Every line from the one containing "of the blue" to the final line of the material below must be reproduced exactly; leave out all other lines.

MATERIAL SUPPLIED
======

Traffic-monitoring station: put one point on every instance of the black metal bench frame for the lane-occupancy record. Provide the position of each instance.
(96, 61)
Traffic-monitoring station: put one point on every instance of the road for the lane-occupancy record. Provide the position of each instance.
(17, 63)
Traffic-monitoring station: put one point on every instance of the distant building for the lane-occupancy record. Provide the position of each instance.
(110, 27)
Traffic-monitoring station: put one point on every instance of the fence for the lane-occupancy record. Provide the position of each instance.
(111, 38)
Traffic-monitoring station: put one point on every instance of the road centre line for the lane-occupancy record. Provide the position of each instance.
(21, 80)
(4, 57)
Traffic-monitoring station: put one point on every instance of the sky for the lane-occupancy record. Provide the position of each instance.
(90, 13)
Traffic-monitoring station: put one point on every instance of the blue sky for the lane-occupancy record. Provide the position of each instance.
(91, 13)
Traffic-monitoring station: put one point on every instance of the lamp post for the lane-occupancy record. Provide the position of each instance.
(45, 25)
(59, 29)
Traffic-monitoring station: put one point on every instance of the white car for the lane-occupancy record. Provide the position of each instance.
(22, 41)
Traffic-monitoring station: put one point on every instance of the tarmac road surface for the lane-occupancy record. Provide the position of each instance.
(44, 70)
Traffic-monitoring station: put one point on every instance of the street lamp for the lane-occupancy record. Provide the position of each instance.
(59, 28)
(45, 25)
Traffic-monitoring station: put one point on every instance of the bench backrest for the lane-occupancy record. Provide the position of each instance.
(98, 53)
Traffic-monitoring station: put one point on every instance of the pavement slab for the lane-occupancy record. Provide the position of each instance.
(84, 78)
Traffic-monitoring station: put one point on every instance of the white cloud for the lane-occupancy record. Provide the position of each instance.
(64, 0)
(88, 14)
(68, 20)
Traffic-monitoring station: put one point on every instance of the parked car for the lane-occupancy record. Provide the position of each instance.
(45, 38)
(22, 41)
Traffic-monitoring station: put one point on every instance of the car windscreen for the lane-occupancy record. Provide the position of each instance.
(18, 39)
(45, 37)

======

TASK OUTPUT
Traffic-monitoring station: put one point on every instance of the blue sky for the lane-occupancy record. Provide the position of each instance.
(91, 13)
Traffic-monitoring station: put one point on every instance of the lamp post for the lane-occupancy record. Provide the position of each instance.
(45, 25)
(59, 29)
Traffic-monitoring station: put one point on every instance of the white car for the lane-occupancy record. Provide the position of each instance.
(22, 41)
Traffic-monitoring station: put one point on every instance of the tarmac road surface for the lane-occupancy record. Provide the position of each instance.
(44, 70)
Traffic-monitoring station: put one point on every instance of the street lamp for the lane-occupancy record. Provide the position of each instance.
(59, 28)
(45, 25)
Traffic-monitoring station: put one point on every instance of the bench backrest for the lane-occupancy record. Provide the position of each instance.
(98, 53)
Traffic-monitoring station: put one point on every instance of the pavement slab for the lane-occupancy record. Provide the position of each instance.
(84, 78)
Traffic-monitoring station: put one point on every instance of the white cloud for the lane-occupancy record. Provide the position of each instance.
(64, 0)
(88, 14)
(68, 20)
Traffic-monitoring station: put one point on every instance of the parked car for the lane-occupancy record. Provide the position of each instance.
(45, 38)
(22, 41)
Traffic-monitoring station: put one point on every instance of the car windscreen for the lane-occupancy record. Provide the position of each instance.
(18, 39)
(45, 37)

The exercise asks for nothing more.